### Problem details:
Could you please return each line of the data that has the word "light"?

(Dataset items)
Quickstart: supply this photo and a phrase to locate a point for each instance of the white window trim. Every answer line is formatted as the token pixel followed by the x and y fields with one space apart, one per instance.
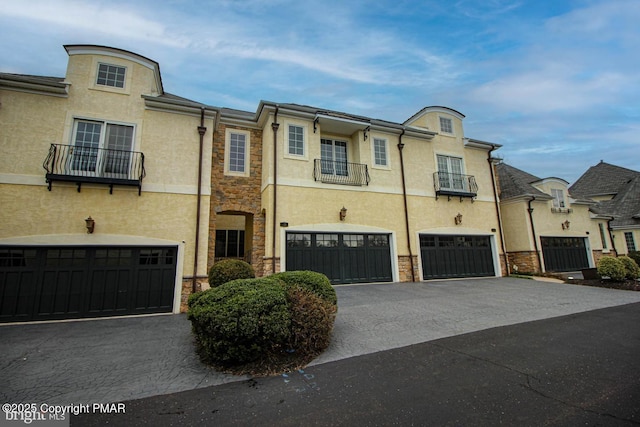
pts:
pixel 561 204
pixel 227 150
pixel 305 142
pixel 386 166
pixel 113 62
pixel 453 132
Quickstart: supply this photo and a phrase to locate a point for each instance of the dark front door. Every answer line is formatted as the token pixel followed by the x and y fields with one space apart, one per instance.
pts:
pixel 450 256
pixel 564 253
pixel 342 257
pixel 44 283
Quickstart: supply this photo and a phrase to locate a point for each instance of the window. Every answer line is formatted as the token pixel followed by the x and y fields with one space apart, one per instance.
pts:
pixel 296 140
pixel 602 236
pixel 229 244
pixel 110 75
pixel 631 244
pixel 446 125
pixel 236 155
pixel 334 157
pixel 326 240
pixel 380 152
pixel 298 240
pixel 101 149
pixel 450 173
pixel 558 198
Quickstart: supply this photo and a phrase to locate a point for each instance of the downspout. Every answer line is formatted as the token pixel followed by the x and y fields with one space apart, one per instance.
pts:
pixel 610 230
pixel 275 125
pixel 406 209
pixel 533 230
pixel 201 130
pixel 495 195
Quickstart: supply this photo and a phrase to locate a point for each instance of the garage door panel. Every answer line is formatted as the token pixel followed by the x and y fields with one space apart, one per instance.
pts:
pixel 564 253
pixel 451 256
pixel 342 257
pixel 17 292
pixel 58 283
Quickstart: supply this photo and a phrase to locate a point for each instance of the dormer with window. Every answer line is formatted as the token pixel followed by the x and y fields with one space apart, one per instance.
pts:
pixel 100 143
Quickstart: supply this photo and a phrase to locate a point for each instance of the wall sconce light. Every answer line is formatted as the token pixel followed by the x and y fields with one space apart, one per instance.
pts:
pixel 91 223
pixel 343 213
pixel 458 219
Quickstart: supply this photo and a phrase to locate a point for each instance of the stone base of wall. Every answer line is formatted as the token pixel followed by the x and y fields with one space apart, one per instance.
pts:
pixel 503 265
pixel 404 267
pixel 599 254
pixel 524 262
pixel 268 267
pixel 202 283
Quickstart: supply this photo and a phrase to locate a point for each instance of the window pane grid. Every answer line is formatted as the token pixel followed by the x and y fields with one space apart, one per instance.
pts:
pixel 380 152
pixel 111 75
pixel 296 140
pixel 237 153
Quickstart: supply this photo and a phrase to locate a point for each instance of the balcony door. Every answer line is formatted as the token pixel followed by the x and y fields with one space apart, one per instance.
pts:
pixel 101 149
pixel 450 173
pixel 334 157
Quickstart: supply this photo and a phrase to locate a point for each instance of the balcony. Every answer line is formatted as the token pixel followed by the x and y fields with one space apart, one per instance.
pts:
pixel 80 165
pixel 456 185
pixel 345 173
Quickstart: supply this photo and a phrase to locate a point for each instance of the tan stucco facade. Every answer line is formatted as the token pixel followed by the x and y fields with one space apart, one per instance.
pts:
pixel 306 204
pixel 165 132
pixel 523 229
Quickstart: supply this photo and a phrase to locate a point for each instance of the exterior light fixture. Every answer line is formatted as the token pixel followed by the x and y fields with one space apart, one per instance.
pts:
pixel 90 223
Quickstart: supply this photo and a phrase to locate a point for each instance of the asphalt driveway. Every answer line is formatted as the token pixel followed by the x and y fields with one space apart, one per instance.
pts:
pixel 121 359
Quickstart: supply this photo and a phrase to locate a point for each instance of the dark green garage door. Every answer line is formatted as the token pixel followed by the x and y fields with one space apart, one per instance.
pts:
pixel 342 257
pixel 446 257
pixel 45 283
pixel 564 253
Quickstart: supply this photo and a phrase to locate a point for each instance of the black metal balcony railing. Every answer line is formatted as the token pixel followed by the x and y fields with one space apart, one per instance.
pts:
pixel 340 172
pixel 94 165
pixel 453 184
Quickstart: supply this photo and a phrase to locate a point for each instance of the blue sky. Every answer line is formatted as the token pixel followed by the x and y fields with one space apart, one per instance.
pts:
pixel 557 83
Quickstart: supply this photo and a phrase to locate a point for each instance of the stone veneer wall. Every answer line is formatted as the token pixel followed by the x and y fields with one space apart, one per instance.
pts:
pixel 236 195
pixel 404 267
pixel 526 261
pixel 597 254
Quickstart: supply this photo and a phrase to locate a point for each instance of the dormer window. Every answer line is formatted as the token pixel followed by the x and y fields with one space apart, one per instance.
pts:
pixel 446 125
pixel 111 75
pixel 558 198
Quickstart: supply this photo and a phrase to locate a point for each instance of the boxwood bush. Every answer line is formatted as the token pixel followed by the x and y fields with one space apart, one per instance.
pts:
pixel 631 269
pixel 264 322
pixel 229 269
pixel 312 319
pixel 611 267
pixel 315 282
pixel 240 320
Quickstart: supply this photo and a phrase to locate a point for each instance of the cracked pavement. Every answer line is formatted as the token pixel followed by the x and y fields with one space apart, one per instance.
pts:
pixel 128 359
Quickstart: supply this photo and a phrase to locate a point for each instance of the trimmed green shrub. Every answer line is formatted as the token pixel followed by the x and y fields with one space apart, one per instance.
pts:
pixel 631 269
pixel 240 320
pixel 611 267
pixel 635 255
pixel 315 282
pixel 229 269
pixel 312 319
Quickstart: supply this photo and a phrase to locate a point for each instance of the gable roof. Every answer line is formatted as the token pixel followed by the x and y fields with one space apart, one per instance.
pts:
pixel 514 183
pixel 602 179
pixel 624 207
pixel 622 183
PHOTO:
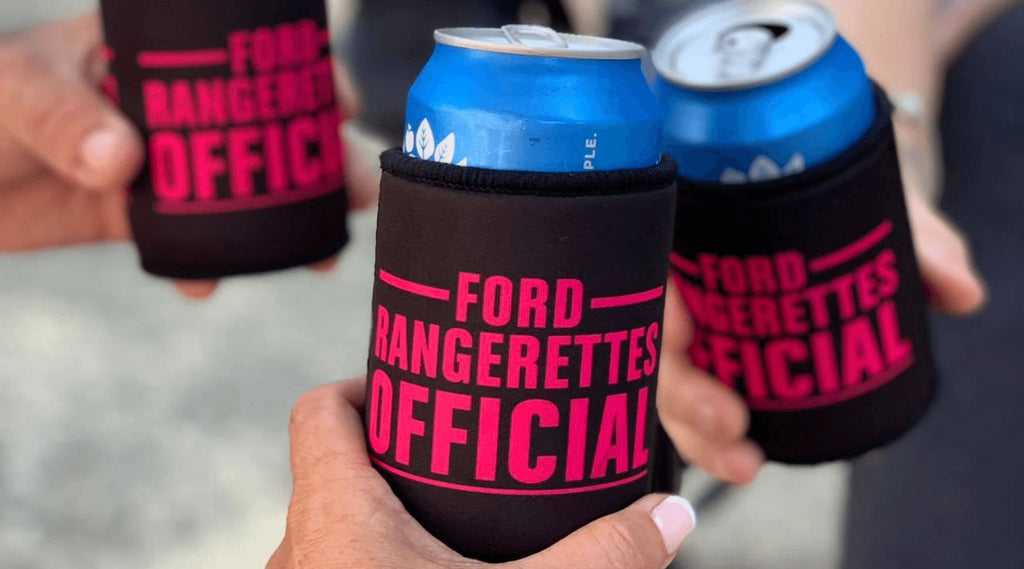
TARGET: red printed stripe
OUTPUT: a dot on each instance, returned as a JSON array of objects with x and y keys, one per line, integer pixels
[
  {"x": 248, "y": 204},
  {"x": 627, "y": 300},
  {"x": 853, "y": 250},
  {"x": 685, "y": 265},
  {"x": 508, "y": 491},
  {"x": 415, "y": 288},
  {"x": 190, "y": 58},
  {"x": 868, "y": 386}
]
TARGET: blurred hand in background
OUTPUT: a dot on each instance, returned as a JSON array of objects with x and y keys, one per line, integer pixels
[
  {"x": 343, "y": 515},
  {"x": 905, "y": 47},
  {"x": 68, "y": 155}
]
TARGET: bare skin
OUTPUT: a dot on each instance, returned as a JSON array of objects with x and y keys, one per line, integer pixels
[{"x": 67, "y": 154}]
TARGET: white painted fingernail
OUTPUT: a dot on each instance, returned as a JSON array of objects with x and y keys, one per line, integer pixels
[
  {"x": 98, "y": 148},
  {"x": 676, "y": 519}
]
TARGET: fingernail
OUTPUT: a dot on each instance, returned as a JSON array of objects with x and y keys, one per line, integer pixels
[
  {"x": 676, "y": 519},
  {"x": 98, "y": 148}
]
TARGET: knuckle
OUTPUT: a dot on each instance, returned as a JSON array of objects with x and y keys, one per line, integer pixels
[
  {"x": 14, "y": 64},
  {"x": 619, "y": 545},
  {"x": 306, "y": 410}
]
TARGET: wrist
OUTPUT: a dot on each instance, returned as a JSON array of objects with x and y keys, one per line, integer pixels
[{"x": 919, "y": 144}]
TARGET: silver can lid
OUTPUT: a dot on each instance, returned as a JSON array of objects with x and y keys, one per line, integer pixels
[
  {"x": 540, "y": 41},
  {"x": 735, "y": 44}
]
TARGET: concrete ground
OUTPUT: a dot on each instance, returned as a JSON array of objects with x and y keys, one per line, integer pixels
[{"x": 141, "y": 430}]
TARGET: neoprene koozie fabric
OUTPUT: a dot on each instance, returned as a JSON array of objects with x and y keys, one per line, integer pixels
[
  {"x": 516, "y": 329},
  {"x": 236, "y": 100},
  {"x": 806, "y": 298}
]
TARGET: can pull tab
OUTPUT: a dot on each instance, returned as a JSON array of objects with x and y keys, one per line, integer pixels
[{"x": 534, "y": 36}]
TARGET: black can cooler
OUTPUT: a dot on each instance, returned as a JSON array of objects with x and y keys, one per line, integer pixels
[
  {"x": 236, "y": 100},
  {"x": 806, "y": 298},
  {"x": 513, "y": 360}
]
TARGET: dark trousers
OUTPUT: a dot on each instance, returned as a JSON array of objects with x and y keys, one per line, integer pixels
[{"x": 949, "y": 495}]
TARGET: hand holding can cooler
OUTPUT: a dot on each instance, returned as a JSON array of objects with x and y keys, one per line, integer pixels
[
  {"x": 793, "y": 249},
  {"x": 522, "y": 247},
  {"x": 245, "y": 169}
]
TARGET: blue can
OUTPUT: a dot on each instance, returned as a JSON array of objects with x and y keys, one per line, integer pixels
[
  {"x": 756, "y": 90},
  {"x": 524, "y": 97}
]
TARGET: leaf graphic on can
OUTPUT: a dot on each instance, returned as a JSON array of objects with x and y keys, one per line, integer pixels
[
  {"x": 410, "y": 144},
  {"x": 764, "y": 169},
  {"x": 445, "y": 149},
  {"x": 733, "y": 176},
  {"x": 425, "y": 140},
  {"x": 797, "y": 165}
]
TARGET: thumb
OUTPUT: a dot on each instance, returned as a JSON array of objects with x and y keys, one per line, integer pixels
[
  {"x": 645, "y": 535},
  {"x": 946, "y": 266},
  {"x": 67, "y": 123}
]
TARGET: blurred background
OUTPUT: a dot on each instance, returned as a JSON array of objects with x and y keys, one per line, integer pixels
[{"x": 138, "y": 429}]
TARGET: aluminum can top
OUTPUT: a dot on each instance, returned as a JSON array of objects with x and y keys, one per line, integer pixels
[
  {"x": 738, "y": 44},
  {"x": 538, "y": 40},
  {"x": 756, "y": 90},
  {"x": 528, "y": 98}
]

### Output of the task:
Quickstart: supply this photo and a phrase to locate a point for each instance of the wall sconce light. Every answer line is formatted as the token pixel followed by the x and y fields with one space apart, one per instance.
Quickstart: supply this photo and a phrase to locate a point for each instance of the exterior light fixture. Every answer line is formatted as the token pixel followed by the x and y fields with one space apart, one per instance.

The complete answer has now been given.